Extract provided:
◆ ◆ ◆ ◆

Boy, am I angry and saddened—disgusted too. You see, I am a longstanding member, one of 130,000, of the American Psychological Association (APA). I used to be proud of this fact. Not right now. Not since the Hoffman Report was released. Former Assistant U.S. Attorney David Hoffman was commissioned by the APA last year to perform an independent review regarding whether the APA and certain members colluded with the US Department of Defense and the CIA in the torture of prisoners.
Euphemized by President George W. Bush in 2001 as “enhanced interrogation techniques,” torture was finally named for what it is by President Obama who admitted last year, “in the immediate aftermath of 9/11, we did some things that were wrong. … we tortured some folks.”
Soon after 9/11, organizations such as the American Medical Association and the American Psychiatric Association publicly denounced involvement with “enhanced techniques” as against their code of ethics. The dictum, “Do no harm” remained intact. Meanwhile, the APA institutionally, with the support of several psychologists, chose to re-define ethics and thus condoned and abetted the implementation of despicable tactics that did not adhere to the Geneva Convention.
Yes, there were those “dissidents” within the APA, who, for over ten years, have decried how the APA was actively involved with the US Department of Defense and the CIA. Those vocal psychologists were derided: when truth knocks, shoot the messenger.
The APA, in 2005, responded with a task force to “draw the line between unethical and ethical practices,” says the Hoffman Report. However, “the key APA official who drafted the report [APA Ethics Director, Stephen Behnke] intentionally crafted ethics guidelines that were … non-specific so as not to restrict the flexibility of DOD … .”
In an interview with Amy Goodman, on Democracy Now, Dr. Stephen Soldz, psychologist and co-founder of the Coalition for an Ethical Psychology, notes how Behnke was the “mastermind at wordsmithing,” nuancing the wording so that military psychologists would have no constraints.
At the same time, APA members, in general, were fed the Kool-Aid: psychologists could be involved with interrogations to maintain ethics and integrity. In fact, if the APA had had integrity, the organization and its leaders would have spoken truth to power. “No, we will not condone what is unethical, immoral, dehumanizing, degrading. We uphold implicitly and explicitly: Do no harm!”
That’s what should have happened. There is hope that with the Hoffman Report, the future will be different.

◆ ◆ ◆ ◆

Dataset content:
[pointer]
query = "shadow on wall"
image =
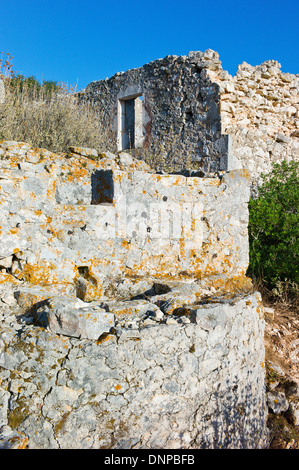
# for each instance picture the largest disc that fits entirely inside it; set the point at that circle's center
(102, 187)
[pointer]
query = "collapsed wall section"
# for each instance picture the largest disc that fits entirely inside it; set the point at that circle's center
(175, 382)
(177, 122)
(196, 115)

◆ ◆ ◆ ◆

How to complete this task: Quote the passage of the Hoffman Report commentary from "In an interview" to "will be different." word for word.

Solution for this task:
In an interview with Amy Goodman, on Democracy Now, Dr. Stephen Soldz, psychologist and co-founder of the Coalition for an Ethical Psychology, notes how Behnke was the “mastermind at wordsmithing,” nuancing the wording so that military psychologists would have no constraints.
At the same time, APA members, in general, were fed the Kool-Aid: psychologists could be involved with interrogations to maintain ethics and integrity. In fact, if the APA had had integrity, the organization and its leaders would have spoken truth to power. “No, we will not condone what is unethical, immoral, dehumanizing, degrading. We uphold implicitly and explicitly: Do no harm!”
That’s what should have happened. There is hope that with the Hoffman Report, the future will be different.